Data drawn from a collection:
>>

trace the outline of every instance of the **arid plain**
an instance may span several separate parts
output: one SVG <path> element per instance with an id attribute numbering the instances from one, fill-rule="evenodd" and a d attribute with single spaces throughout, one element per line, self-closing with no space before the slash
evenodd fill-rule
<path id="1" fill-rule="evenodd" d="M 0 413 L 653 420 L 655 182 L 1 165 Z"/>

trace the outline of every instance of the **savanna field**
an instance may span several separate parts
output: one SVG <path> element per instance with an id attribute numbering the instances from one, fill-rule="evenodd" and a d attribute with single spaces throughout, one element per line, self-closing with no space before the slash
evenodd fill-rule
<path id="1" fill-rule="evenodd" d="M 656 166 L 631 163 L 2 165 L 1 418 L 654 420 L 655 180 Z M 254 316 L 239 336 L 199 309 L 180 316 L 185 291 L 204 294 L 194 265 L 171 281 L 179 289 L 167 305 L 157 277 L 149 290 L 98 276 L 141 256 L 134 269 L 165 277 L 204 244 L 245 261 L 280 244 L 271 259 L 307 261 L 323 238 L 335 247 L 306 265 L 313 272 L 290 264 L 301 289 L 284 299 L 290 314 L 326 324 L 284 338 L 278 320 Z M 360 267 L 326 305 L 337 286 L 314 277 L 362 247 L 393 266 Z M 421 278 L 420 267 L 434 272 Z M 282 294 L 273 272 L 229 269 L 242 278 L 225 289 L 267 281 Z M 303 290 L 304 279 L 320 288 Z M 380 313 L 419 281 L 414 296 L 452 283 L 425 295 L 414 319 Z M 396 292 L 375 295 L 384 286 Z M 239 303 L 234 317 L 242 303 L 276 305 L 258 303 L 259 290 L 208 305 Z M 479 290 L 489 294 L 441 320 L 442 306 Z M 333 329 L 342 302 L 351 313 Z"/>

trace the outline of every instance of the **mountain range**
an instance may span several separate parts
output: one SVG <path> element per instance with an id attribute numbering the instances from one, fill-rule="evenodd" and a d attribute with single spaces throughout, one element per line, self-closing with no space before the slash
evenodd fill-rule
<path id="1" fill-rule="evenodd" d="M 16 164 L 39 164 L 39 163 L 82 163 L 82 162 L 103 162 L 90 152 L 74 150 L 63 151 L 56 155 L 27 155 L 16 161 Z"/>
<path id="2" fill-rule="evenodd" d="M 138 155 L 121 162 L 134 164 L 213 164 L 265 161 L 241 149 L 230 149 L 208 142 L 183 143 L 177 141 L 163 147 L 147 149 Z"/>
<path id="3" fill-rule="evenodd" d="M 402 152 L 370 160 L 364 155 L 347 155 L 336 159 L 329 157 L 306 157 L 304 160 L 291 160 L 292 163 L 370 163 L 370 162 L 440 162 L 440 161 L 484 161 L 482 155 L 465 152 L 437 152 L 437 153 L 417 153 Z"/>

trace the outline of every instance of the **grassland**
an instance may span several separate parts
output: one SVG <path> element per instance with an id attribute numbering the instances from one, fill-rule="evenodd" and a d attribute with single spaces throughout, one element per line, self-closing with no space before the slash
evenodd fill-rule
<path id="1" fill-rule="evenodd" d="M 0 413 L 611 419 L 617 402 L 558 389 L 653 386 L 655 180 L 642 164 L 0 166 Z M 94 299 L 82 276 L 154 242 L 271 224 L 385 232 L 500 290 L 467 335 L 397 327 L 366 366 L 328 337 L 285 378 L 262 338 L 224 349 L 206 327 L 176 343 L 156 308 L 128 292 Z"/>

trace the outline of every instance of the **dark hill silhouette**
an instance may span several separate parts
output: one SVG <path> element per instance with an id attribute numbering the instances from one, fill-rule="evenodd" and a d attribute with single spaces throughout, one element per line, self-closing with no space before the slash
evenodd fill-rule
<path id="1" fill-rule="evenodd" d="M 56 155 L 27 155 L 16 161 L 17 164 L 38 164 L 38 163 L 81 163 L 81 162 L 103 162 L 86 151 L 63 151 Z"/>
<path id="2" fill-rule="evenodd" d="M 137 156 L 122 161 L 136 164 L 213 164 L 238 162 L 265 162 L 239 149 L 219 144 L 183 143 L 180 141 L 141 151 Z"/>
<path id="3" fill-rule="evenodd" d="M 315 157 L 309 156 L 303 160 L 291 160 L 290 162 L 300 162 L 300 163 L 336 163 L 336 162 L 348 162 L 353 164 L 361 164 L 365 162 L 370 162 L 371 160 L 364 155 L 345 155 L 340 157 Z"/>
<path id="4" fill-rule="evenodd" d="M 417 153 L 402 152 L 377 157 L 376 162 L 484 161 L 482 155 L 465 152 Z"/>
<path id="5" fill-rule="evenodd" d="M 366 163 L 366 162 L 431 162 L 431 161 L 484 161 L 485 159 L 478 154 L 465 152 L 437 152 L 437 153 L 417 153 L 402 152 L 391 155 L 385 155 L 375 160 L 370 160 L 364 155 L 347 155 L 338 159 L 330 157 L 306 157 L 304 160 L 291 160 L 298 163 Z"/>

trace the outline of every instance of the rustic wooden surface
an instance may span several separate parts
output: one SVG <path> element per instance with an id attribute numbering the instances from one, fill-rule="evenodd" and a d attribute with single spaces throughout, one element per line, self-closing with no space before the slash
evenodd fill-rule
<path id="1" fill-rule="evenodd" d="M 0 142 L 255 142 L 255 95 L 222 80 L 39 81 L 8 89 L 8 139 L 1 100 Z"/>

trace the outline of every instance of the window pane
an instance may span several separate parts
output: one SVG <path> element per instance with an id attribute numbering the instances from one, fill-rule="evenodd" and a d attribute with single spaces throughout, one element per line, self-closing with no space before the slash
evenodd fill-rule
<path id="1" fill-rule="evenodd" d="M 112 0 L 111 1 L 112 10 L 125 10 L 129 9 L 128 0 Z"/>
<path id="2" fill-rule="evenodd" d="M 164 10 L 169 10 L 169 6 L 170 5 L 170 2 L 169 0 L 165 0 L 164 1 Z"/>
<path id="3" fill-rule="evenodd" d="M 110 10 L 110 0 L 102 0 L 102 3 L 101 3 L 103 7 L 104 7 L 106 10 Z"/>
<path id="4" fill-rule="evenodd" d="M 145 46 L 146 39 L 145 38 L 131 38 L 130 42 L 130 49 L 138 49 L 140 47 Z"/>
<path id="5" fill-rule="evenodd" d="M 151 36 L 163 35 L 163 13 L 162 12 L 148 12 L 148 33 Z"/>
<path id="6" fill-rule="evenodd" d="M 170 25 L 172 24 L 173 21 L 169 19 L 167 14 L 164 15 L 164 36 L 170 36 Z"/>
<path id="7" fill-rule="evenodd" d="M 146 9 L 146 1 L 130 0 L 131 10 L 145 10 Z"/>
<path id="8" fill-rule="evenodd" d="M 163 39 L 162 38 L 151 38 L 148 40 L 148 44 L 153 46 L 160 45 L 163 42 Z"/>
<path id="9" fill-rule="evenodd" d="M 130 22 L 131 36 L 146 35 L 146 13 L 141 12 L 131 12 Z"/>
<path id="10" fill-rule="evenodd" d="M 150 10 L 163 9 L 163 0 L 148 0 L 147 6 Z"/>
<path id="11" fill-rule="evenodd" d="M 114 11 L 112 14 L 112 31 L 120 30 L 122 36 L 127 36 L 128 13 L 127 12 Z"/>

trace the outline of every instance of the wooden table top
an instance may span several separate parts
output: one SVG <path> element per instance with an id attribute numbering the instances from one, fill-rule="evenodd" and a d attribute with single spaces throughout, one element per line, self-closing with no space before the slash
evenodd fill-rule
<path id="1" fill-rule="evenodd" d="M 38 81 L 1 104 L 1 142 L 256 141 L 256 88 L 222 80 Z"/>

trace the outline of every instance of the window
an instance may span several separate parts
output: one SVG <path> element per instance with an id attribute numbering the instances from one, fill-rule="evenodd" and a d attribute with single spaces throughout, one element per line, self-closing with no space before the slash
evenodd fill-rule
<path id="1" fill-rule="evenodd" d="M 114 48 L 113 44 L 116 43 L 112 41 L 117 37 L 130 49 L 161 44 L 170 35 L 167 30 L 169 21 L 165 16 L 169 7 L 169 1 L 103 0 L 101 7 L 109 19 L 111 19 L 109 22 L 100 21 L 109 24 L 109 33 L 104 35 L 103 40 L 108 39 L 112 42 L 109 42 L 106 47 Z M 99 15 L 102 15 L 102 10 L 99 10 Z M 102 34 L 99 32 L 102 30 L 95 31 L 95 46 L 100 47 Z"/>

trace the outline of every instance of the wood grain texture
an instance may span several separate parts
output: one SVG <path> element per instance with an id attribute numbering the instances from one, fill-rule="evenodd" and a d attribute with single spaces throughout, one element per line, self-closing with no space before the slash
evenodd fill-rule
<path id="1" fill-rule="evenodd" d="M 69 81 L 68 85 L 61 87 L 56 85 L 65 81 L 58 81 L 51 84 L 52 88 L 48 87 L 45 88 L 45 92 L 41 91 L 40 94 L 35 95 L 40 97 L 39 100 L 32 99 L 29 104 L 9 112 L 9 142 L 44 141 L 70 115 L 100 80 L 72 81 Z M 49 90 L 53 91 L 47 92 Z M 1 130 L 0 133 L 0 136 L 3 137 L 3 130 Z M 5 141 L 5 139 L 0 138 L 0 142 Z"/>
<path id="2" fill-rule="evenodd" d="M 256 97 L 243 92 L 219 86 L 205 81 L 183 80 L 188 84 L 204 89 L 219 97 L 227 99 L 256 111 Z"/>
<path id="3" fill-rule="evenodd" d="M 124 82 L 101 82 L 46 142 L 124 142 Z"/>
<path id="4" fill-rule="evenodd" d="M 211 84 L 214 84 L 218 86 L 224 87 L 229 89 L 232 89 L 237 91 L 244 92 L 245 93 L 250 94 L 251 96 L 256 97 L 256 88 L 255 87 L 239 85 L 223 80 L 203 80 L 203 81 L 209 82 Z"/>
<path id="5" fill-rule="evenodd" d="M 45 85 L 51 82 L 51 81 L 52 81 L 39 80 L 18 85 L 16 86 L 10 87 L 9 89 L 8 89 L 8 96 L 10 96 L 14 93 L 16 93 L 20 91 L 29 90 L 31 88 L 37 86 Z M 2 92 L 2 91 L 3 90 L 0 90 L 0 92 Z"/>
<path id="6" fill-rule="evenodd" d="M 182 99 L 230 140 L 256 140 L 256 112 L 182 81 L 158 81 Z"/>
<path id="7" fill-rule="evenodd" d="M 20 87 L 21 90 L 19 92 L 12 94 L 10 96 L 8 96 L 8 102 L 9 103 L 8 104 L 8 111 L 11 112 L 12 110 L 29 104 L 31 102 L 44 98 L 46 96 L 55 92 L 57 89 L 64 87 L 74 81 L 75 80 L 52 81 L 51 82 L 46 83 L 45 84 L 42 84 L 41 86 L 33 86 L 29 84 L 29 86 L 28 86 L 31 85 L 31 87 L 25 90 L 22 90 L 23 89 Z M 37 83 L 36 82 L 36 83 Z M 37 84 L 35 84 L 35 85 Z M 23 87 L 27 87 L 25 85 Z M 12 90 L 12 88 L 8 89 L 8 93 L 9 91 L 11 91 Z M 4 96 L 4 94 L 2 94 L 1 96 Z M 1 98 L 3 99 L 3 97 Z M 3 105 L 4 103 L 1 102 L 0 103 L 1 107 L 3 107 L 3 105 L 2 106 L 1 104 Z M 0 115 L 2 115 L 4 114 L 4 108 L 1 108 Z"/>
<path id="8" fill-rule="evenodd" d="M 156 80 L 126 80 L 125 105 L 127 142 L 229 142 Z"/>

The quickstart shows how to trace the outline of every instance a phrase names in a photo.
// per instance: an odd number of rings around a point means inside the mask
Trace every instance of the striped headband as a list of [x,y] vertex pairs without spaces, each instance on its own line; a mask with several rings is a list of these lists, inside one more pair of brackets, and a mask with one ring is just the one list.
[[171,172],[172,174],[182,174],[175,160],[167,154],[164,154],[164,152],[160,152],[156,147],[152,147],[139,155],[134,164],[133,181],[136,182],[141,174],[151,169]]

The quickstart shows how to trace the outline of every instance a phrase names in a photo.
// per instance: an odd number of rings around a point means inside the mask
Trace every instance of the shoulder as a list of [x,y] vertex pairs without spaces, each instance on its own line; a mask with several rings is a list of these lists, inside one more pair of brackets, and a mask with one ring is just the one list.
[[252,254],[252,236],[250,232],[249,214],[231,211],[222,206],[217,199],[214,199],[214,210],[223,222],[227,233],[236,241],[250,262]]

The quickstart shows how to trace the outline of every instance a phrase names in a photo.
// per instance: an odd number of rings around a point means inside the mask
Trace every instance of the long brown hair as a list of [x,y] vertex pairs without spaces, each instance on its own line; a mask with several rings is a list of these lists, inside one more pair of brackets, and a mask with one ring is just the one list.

<<

* _What you will do_:
Copy out the lines from the start through the one containing "656 166 L 631", both ends included, with no changes.

* _Answer to this problem_:
trace the outline of every instance of the **arid plain**
an instance may span several separate parts
output: one SVG <path> element per instance with an id attribute numbering the instances from one, fill-rule="evenodd" and a d attribute with single spaces throughout, one element per line, self-closing with no space before the slash
evenodd fill-rule
<path id="1" fill-rule="evenodd" d="M 0 413 L 653 420 L 655 182 L 1 165 Z"/>

trace the outline of every instance of the **savanna field**
an instance may span several separate parts
output: one SVG <path> element per instance with an id attribute numbering the instances from one, fill-rule="evenodd" and a d attribute with single spaces throughout, one element per line, self-closing with no space before the slash
evenodd fill-rule
<path id="1" fill-rule="evenodd" d="M 656 166 L 631 163 L 2 165 L 1 418 L 654 420 L 655 180 Z M 254 316 L 239 336 L 199 309 L 180 316 L 185 291 L 204 294 L 194 265 L 171 281 L 179 289 L 167 305 L 157 277 L 149 290 L 98 276 L 141 256 L 134 269 L 165 277 L 204 244 L 245 261 L 280 244 L 271 259 L 307 261 L 323 238 L 335 247 L 306 265 L 313 272 L 290 264 L 301 289 L 284 299 L 290 314 L 326 324 L 284 338 L 278 320 Z M 360 267 L 326 305 L 337 286 L 314 277 L 362 247 L 393 266 Z M 421 278 L 420 267 L 434 272 Z M 282 294 L 273 272 L 229 269 L 242 278 L 225 289 L 267 281 Z M 303 290 L 304 279 L 320 288 Z M 380 313 L 419 281 L 414 296 L 452 283 L 425 295 L 414 319 Z M 396 292 L 375 295 L 384 286 Z M 239 303 L 234 317 L 242 303 L 276 305 L 258 303 L 259 290 L 208 305 Z M 479 290 L 489 294 L 441 320 L 442 306 Z M 333 329 L 342 302 L 351 313 Z"/>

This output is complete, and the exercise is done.